Request: Write the next portion of the commit log below, starting right after its final line.

05 Mar, 2020

1 commit

  • [ Upstream commit 8e4473bb50a1796c9c32b244e5dbc5ee24ead937 ]

    In O_APPEND & O_DIRECT mode, the data from different writers will
    be possibly overlapping each other since they take the shared lock.

    For example, both Writer1 and Writer2 are in O_APPEND and O_DIRECT
    mode:

    Writer1 Writer2

    shared_lock() shared_lock()
    getattr(CAP_SIZE) getattr(CAP_SIZE)
    iocb->ki_pos = EOF iocb->ki_pos = EOF
    write(data1)
    write(data2)
    shared_unlock() shared_unlock()

    The data2 will overlap the data1 from the same file offset, the
    old EOF.

    Switch to exclusive lock instead when O_APPEND is specified.

    Signed-off-by: Xiubo Li
    Reviewed-by: Jeff Layton
    Signed-off-by: Ilya Dryomov
    Signed-off-by: Sasha Levin

    Xiubo Li
     

24 Feb, 2020

1 commit

  • [ Upstream commit 97820058fb2831a4b203981fa2566ceaaa396103 ]

    If all the MDS daemons are down for some reason, then the first mount
    attempt will fail with EIO after the mount request times out. A mount
    attempt will also fail with EIO if all of the MDS's are laggy.

    This patch changes the code to return -EHOSTUNREACH in these situations
    and adds a pr_info error message to help the admin determine the cause.

    URL: https://tracker.ceph.com/issues/4386
    Signed-off-by: Xiubo Li
    Reviewed-by: Jeff Layton
    Signed-off-by: Ilya Dryomov
    Signed-off-by: Sasha Levin

    Xiubo Li
     

29 Jan, 2020

1 commit

  • commit 9c1c2b35f1d94de8325344c2777d7ee67492db3b upstream.

Records supplied:
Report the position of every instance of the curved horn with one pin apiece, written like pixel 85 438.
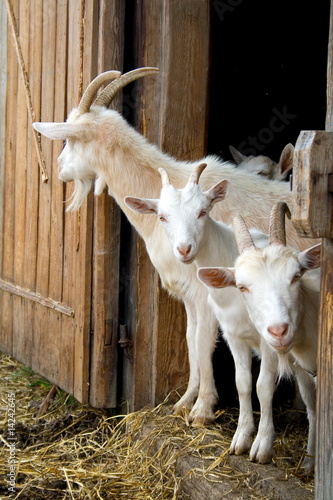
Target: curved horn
pixel 242 234
pixel 165 177
pixel 197 171
pixel 106 96
pixel 93 87
pixel 277 226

Result of this exercise:
    Currently, we just assume that it will stick around by virtue of the
    submitter's reference, but later patches will allow the syscall to
    return early and we can't rely on that reference at that point.

    While I'm not aware of any reports of it, Xiubo pointed out that this
    may fix a use-after-free. If the wait for a reply times out or is
    canceled via signal, and then the reply comes in after the syscall
    returns, the client can end up trying to access r_parent without a
    reference.

    Take an extra reference to the inode when setting r_parent and release
    it when releasing the request.

    Cc: stable@vger.kernel.org
    Signed-off-by: Jeff Layton
    Reviewed-by: "Yan, Zheng"
    Signed-off-by: Ilya Dryomov
    Signed-off-by: Greg Kroah-Hartman

    Jeff Layton
     

18 Dec, 2019

1 commit

  • commit 18bd6caaef4021803dd0d031dc37c2d001d18a5b upstream.

    The ceph_ioctl function is used both for files and directories, but only
    the files support doing that in 32-bit compat mode.

    On the s390 architecture, there is also a problem with invalid 31-bit
    pointers that need to be passed through compat_ptr().

    Use the new compat_ptr_ioctl() to address both issues.

    Note: When backporting this patch to stable kernels, "compat_ioctl:
    add compat_ptr_ioctl()" is needed as well.

    Reviewed-by: "Yan, Zheng"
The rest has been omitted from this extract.